[start INFORMATION PROVIDED]
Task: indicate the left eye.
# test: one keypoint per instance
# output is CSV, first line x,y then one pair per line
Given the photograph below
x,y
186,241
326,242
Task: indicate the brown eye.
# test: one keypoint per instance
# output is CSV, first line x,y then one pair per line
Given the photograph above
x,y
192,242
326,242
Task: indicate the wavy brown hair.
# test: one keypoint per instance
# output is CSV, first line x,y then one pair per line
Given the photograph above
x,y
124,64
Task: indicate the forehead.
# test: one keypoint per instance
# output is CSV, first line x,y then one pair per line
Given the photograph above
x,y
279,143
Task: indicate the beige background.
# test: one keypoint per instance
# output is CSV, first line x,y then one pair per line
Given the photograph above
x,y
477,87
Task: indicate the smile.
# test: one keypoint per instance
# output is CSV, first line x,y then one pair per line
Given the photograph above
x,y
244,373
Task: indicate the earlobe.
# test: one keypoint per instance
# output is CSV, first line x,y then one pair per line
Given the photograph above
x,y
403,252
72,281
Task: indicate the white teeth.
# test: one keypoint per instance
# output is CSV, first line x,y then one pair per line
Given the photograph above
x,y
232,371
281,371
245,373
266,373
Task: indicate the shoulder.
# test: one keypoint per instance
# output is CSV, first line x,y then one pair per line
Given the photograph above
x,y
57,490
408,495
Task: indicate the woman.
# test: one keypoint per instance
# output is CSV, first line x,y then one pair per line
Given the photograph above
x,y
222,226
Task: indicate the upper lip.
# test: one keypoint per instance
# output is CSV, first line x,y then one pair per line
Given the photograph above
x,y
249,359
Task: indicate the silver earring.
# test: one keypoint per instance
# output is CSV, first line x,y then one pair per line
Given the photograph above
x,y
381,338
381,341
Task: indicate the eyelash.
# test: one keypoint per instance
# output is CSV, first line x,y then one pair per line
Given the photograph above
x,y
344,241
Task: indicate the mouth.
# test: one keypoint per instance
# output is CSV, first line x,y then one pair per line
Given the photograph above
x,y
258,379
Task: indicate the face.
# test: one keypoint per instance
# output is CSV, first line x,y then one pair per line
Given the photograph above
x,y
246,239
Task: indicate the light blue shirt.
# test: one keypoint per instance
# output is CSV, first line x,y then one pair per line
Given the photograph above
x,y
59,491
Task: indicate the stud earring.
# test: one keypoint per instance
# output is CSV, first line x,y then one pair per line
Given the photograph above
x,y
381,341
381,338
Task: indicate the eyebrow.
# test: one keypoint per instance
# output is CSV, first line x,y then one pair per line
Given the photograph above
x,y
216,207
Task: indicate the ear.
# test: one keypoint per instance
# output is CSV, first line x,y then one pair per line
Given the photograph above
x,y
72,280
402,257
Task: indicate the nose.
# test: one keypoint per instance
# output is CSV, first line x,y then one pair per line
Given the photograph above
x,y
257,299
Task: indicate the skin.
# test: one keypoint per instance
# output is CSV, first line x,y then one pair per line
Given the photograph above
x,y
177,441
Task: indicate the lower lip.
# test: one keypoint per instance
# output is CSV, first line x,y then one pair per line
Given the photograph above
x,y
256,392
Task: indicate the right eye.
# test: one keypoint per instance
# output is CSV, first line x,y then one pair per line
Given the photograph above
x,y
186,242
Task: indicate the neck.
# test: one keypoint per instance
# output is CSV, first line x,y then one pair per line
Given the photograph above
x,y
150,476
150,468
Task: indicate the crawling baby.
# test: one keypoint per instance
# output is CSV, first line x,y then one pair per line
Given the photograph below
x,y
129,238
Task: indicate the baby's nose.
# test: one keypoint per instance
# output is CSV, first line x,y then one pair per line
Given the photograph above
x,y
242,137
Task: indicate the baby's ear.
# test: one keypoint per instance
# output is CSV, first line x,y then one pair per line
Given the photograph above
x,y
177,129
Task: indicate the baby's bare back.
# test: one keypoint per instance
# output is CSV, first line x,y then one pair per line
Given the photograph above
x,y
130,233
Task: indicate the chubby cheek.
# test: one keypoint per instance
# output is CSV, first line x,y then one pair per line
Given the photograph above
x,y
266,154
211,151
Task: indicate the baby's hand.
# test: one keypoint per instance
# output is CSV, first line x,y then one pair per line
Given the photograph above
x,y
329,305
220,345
[end INFORMATION PROVIDED]
| REQUIRED TASK |
Copy out each of the entries above word for word, keeping every line in its original order.

| TASK RESPONSE |
Task: indicate the left eye.
# test: one keypoint per instance
# output is CSV, first line x,y then one pair per line
Given the photograph below
x,y
186,241
326,242
Task: indicate the brown eye.
# test: one keypoint per instance
# output is CSV, first line x,y then one pair per line
Given the photograph above
x,y
192,242
326,242
Task: indicate the wavy brown hair.
# test: one keypoint per instance
# output is CSV, first line x,y then one pair per line
Given the photograph above
x,y
124,64
Task: indicate the forehead.
# test: one keypoint per instance
# output is CSV, first line x,y then one pair per line
Given the photograph above
x,y
279,143
Task: indicate the beige background.
# test: one keypoint per instance
# output is CSV, first line x,y then one pair per line
Given the photograph above
x,y
477,87
Task: indicate the smile.
# test: one keypoint per instance
# output is CSV, first line x,y then one pair per line
Given the photograph above
x,y
244,373
Task: indicate the earlobe.
# test: one keypoint per instance
# output is CSV, first line x,y then one pair per line
Given the photograph above
x,y
403,252
72,281
Task: indicate the white teeth.
# test: one keypoint per instance
# output is CSV, first line x,y then one pair per line
Given the photograph above
x,y
232,371
281,371
245,373
266,373
Task: indicate the shoulder.
# test: one keypoint per instance
# output is CSV, first line x,y then one pair per line
Given the photograph above
x,y
57,490
408,495
Task: indicate the woman.
# test: one keypoint per instance
# output is CSV, first line x,y then one pair per line
Given the photograph above
x,y
222,226
Task: indicate the upper lip.
# test: one keypoint per instance
# output is CSV, first line x,y then one pair per line
Given the photograph above
x,y
249,359
Task: indicate the silver earring.
# test: one keypoint per instance
# output is CSV, first line x,y then one pair per line
Given the photograph above
x,y
381,338
381,341
Task: indicate the eyelash.
# test: one keypoint per instance
# output is CSV, first line x,y then one pair per line
Given the photograph above
x,y
344,241
Task: indicate the mouth.
# test: one keypoint per instance
# output is CSV, first line x,y then one pair per line
Given the photograph above
x,y
258,379
Task: indicate the face.
# test: one keypoint per instance
# output is CSV, first line x,y then one pair per line
Given the photograph above
x,y
246,239
Task: indicate the light blue shirt.
# test: one keypoint per instance
# output is CSV, first line x,y then one pair per line
Given the photograph above
x,y
59,491
Task: indicate the stud earring.
# test: one keypoint per instance
# output is CSV, first line x,y then one pair per line
Given the photograph above
x,y
381,341
381,338
Task: indicate the eyebrow.
# test: one keypoint per instance
# output is CSV, first line x,y then one pair per line
Given the photograph above
x,y
216,207
Task: indicate the ear.
# test: one keypoint per instance
# output is CSV, first line x,y then one pair per line
Given the photograph above
x,y
72,280
402,257
Task: indicate the nose.
# test: one keypoint per instance
# output is CSV, first line x,y then one pair per line
Given the photograph above
x,y
257,299
Task: indicate the skin.
# test: one keypoint per instance
# output is CSV, first line x,y then one pair per line
Given the photograph above
x,y
177,441
Task: indicate the lower lip.
# test: one keypoint per instance
# output is CSV, first line x,y then one pair per line
Given the photograph above
x,y
256,392
Task: indicate the right eye.
# test: one keypoint per instance
# output is CSV, first line x,y then one pair per line
Given the photograph above
x,y
186,242
Task: indicate the neck.
# test: one keypoint per instance
# output is CSV, first line x,y then one pair per line
Given the photograph above
x,y
150,476
150,468
Task: indicate the crawling baby.
# test: one keypoint per instance
# output is CSV, first line x,y then one pair per line
Given the photograph below
x,y
129,238
Task: indicate the baby's nose.
# test: one keypoint per instance
# output is CSV, first line x,y then one pair per line
Given the photograph above
x,y
242,137
Task: indicate the baby's ear.
# test: one keypoint per instance
# output is CSV, first line x,y then one pair per line
Given the photograph above
x,y
177,129
Task: indicate the baby's bare back.
# test: one keypoint per instance
# output is CSV, first line x,y then one pair per line
Given the photograph above
x,y
130,233
Task: indicate the chubby cheek.
# test: one keypoint per instance
# output is CSV, first line x,y then one pair per line
Given the photograph above
x,y
266,154
211,151
Task: indicate the baby's hand.
# test: one keypoint per instance
# output is CSV, first line x,y then one pair per line
Given the photograph above
x,y
329,305
220,345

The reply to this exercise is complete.